ROWS »
───
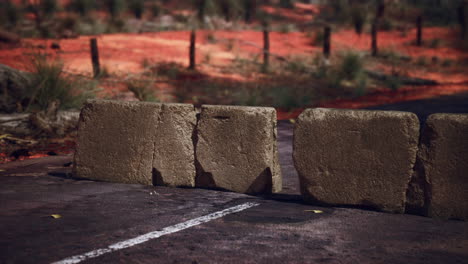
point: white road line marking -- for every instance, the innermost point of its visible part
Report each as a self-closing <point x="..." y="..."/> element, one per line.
<point x="155" y="234"/>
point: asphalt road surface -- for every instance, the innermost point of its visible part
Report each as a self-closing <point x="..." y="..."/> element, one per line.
<point x="121" y="223"/>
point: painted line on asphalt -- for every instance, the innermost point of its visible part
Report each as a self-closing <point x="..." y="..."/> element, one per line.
<point x="156" y="234"/>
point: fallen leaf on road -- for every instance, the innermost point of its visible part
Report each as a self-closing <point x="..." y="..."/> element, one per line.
<point x="314" y="211"/>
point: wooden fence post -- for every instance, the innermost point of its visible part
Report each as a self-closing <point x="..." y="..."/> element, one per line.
<point x="95" y="57"/>
<point x="266" y="49"/>
<point x="327" y="41"/>
<point x="192" y="50"/>
<point x="374" y="38"/>
<point x="419" y="22"/>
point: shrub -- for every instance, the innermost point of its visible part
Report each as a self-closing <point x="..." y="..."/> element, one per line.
<point x="422" y="61"/>
<point x="49" y="7"/>
<point x="286" y="3"/>
<point x="137" y="7"/>
<point x="155" y="9"/>
<point x="358" y="18"/>
<point x="82" y="7"/>
<point x="10" y="14"/>
<point x="319" y="38"/>
<point x="393" y="82"/>
<point x="114" y="7"/>
<point x="435" y="43"/>
<point x="447" y="62"/>
<point x="351" y="66"/>
<point x="49" y="84"/>
<point x="142" y="90"/>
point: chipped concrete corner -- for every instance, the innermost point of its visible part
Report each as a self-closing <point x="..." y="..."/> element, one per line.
<point x="360" y="158"/>
<point x="223" y="147"/>
<point x="444" y="165"/>
<point x="136" y="142"/>
<point x="236" y="149"/>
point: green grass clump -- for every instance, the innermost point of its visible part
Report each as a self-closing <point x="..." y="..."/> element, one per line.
<point x="142" y="90"/>
<point x="49" y="83"/>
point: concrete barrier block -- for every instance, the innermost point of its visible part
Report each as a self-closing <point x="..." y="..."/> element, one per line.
<point x="360" y="158"/>
<point x="136" y="142"/>
<point x="444" y="157"/>
<point x="174" y="154"/>
<point x="236" y="149"/>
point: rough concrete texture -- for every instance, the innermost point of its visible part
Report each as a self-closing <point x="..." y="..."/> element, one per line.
<point x="135" y="142"/>
<point x="236" y="149"/>
<point x="444" y="157"/>
<point x="358" y="158"/>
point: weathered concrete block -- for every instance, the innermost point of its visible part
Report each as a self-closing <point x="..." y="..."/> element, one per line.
<point x="362" y="158"/>
<point x="136" y="142"/>
<point x="236" y="149"/>
<point x="444" y="157"/>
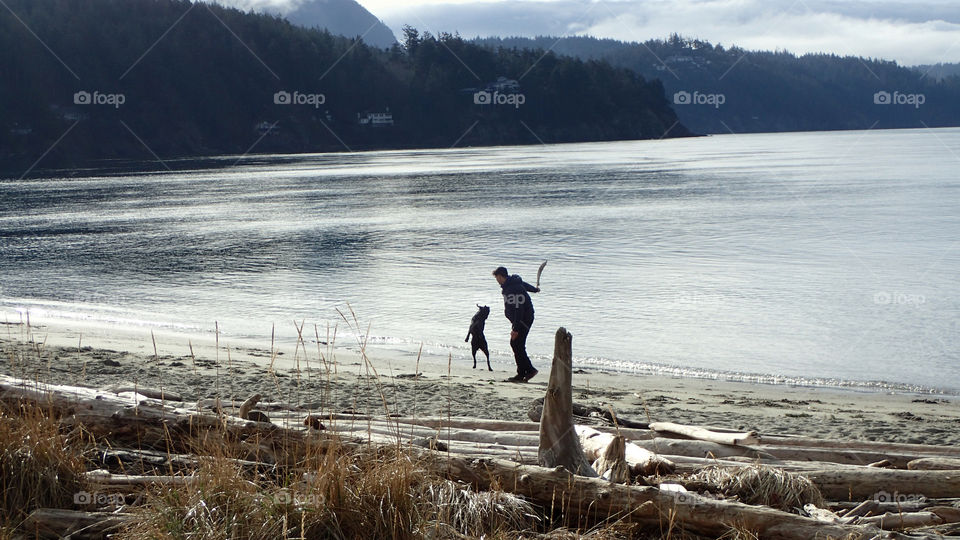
───
GOAL »
Please report, copied in full, every line in the rows above that contains the word "block".

EXERCISE SOLUTION »
point: concrete barrier block -- for every instance, the innermost point of its visible part
point: weathered concrete block -- for every instance, the innermost point of its visible part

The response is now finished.